#### SHORT TASK:
Please locate every line in the material below that contains the string "racing" and copy each one. Matches are case-sensitive.

#### PROVIDED RECORDS:
□ □ □
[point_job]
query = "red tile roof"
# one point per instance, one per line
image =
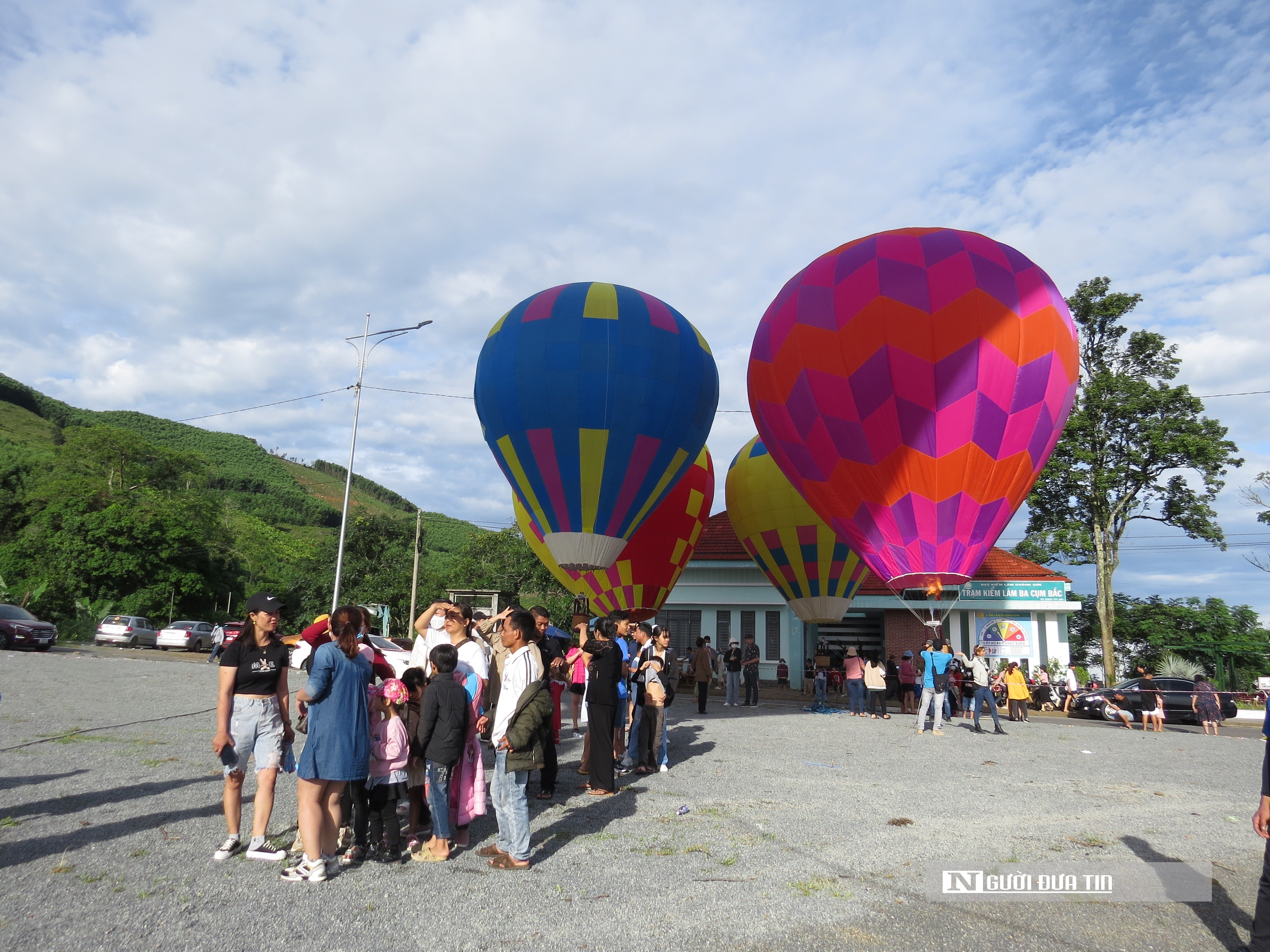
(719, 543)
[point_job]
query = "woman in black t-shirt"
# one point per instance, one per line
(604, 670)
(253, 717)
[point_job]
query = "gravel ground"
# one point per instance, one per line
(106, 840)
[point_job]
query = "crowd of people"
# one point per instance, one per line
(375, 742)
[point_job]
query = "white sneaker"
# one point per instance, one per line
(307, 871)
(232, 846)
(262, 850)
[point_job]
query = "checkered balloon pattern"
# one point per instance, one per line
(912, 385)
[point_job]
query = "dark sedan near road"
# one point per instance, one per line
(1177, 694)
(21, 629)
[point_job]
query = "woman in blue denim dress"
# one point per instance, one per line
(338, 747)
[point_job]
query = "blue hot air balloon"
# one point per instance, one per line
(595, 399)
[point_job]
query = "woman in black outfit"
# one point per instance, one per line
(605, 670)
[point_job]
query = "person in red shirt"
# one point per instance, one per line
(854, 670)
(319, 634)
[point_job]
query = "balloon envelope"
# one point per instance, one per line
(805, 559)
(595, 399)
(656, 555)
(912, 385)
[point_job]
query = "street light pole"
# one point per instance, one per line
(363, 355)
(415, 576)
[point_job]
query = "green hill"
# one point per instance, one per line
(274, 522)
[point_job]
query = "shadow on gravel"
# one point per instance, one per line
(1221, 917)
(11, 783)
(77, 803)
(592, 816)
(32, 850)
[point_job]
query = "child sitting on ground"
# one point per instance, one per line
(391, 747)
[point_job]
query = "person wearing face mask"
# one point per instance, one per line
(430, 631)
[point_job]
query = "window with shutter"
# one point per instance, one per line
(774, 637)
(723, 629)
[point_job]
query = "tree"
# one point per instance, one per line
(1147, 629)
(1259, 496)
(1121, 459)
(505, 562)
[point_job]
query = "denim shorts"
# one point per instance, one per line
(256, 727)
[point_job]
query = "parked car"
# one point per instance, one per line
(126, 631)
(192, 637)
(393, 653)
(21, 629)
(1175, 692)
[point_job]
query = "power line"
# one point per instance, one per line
□ □ □
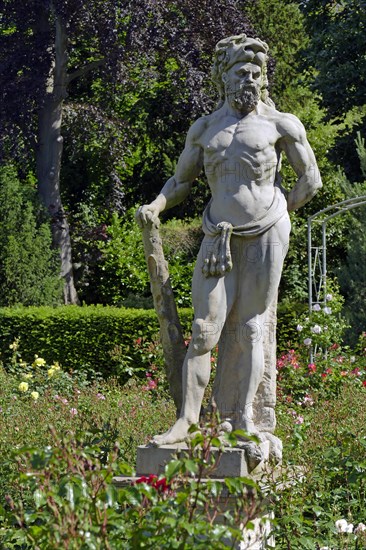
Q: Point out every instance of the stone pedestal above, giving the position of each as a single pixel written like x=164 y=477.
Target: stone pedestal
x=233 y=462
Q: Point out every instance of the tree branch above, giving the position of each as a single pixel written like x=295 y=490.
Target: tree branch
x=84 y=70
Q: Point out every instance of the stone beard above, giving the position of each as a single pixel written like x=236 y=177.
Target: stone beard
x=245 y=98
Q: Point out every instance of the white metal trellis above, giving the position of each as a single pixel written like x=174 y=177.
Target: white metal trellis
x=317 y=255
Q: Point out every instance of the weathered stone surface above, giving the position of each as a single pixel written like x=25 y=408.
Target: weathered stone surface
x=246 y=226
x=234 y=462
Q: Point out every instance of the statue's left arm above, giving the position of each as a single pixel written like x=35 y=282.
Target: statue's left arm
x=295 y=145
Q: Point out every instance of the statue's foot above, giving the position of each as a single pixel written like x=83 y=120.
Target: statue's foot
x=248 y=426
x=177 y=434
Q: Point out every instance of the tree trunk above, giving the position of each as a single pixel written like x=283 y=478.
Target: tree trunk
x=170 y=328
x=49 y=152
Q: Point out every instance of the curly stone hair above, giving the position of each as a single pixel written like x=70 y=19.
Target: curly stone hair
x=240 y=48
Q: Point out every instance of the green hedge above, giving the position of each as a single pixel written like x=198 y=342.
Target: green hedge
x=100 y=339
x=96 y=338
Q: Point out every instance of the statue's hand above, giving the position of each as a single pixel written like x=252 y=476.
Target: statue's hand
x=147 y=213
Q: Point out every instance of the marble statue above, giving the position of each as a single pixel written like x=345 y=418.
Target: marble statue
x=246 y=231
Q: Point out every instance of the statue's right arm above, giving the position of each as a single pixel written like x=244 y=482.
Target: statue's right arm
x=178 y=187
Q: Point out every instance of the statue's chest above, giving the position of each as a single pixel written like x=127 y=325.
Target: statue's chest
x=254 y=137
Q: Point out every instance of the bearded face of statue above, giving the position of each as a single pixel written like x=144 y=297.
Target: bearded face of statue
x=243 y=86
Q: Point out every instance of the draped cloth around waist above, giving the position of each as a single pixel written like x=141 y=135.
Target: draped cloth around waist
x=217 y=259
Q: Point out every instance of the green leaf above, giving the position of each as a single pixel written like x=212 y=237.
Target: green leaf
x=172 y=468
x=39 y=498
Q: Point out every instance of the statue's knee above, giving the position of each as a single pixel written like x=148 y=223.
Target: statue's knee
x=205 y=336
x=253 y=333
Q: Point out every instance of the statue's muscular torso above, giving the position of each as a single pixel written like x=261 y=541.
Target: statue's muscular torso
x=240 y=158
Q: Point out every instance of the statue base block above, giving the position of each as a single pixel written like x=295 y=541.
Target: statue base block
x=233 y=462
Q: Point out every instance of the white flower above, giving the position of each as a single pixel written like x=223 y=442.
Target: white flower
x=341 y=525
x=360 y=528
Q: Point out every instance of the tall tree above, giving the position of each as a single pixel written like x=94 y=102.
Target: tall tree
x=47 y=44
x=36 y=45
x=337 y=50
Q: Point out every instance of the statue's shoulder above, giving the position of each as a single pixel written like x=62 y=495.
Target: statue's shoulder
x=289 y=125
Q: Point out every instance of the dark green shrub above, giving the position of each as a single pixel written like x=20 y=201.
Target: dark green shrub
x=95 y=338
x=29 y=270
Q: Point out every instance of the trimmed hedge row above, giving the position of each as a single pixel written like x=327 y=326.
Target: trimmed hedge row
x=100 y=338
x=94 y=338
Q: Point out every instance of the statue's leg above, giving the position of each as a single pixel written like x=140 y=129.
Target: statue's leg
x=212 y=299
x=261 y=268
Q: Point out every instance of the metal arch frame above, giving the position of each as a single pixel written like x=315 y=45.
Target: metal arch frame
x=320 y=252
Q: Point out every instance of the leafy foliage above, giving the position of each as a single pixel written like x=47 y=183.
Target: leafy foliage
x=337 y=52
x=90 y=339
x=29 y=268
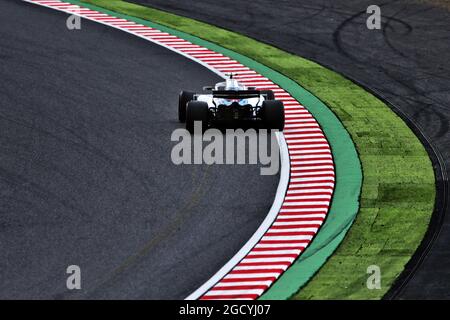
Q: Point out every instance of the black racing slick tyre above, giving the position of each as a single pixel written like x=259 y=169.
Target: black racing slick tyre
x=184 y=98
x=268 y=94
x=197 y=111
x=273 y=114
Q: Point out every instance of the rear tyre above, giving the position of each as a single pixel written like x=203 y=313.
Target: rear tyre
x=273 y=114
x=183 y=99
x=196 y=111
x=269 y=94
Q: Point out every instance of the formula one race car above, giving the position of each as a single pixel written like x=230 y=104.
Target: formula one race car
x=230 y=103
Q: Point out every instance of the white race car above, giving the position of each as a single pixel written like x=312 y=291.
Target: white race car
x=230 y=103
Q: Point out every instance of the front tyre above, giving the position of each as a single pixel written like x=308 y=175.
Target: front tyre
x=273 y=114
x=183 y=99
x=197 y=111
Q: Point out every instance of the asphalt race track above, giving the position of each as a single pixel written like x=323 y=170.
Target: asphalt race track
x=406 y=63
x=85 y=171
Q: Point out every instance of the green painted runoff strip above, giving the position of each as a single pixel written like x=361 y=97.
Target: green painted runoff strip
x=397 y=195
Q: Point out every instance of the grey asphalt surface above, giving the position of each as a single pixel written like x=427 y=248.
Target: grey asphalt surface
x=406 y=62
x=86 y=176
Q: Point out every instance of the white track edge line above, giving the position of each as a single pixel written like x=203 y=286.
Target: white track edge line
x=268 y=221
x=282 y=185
□ □ □
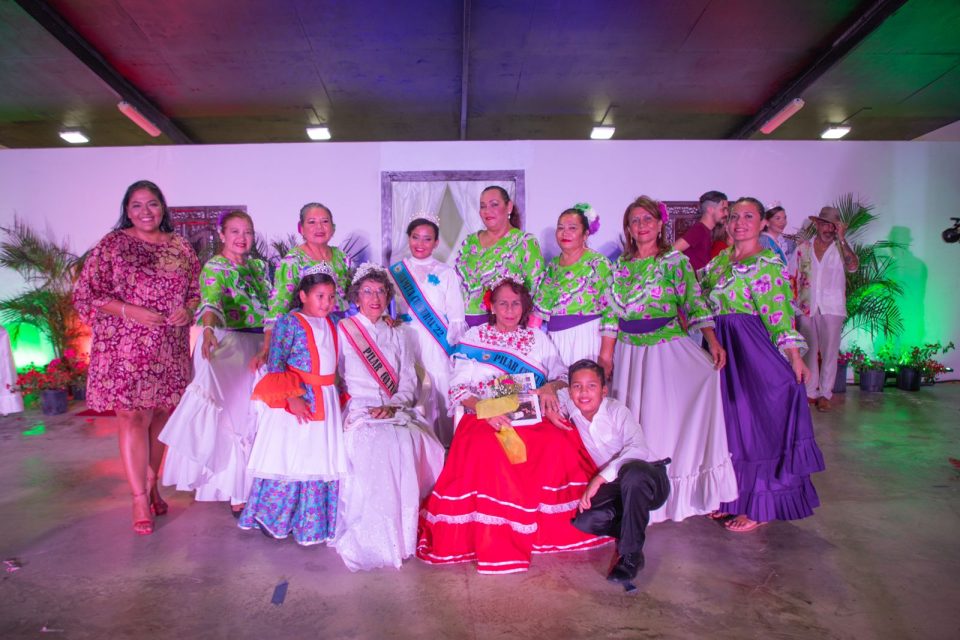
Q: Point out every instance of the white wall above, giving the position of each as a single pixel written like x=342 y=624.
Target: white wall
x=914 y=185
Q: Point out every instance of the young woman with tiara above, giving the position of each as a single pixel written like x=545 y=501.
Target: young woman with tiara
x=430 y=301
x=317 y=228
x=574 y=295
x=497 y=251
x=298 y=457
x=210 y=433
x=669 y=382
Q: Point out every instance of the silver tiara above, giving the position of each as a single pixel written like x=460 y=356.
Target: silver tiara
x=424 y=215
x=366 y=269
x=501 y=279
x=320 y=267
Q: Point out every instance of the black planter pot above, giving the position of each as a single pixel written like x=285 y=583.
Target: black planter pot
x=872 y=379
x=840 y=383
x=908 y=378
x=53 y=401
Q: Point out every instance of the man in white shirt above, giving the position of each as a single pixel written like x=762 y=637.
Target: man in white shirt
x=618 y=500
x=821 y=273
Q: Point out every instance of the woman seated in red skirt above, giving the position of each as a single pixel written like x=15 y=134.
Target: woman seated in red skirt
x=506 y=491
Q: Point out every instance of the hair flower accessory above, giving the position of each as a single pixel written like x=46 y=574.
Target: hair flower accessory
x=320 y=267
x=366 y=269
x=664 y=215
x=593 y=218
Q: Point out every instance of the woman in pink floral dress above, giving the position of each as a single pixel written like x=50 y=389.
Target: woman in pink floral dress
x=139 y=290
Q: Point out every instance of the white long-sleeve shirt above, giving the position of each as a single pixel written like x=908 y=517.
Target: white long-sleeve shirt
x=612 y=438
□ □ □
#### RESULT BELOW:
Q: Point out every instance of the black racing slick tyre above, giving the position of each as a single pixel written like x=259 y=169.
Target: black racing slick tyre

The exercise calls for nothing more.